#### WHAT YOU ARE ASKED TO DO
Can you retype the part of the Mother of Darkness text that begins at the words "The lunch is" and stops after the words "his mother’s death."?

#### TEXT SEGMENT
******************************

These are by far the most interesting questions I’ve been asked so far. Thank you so much, Jackie, for such a thoughtful interview.

Mother of Darkness is published by Quartet Books

Venetia will be talking about her book at a Literary Lunch to be held at Bowood Hotel in Wiltshire on 5 March – you may find out more about this event here.

The lunch is one of a monthly series held throughout the year at Bowood to raise funds for the Wiltshire Bobby Van Trust.

Book Review: Mother of Darkness

Mother of Darkness, by Venetia Welby, tells the story of a drug addict and his descent into psychosis. The protagonist, Matty Corani, is born into material privilege and emotional distress. His mother died giving birth to him, an event his father, Daniel, struggled to cope with. Daniel worked for the Foreign Office, accepting postings around the world. Sent to boarding school aged seven, Matty nurses a jealousy of his younger brother, Ben, who he believes his father favoured. Under the influence of alcohol, Daniel had spoken cruelly of Matty’s failures. Matty believes his father blamed him for his mother’s death.

******************************

#### PROVIDED MATERIAL
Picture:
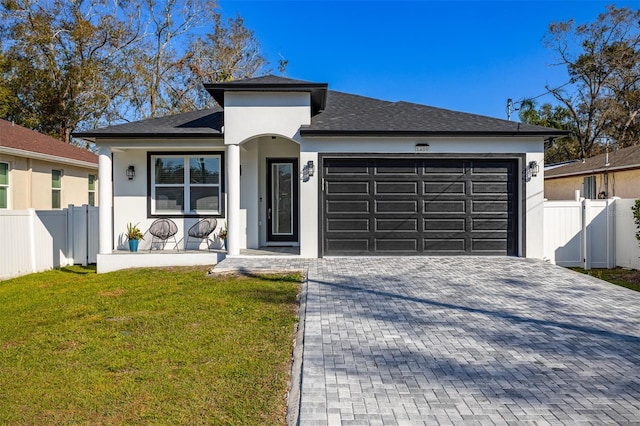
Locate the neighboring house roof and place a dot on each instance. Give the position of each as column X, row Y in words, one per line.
column 335, row 113
column 621, row 159
column 20, row 141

******************************

#### ANSWER BELOW
The lunch is one of a monthly series held throughout the year at Bowood to raise funds for the Wiltshire Bobby Van Trust.

Book Review: Mother of Darkness

Mother of Darkness, by Venetia Welby, tells the story of a drug addict and his descent into psychosis. The protagonist, Matty Corani, is born into material privilege and emotional distress. His mother died giving birth to him, an event his father, Daniel, struggled to cope with. Daniel worked for the Foreign Office, accepting postings around the world. Sent to boarding school aged seven, Matty nurses a jealousy of his younger brother, Ben, who he believes his father favoured. Under the influence of alcohol, Daniel had spoken cruelly of Matty’s failures. Matty believes his father blamed him for his mother’s death.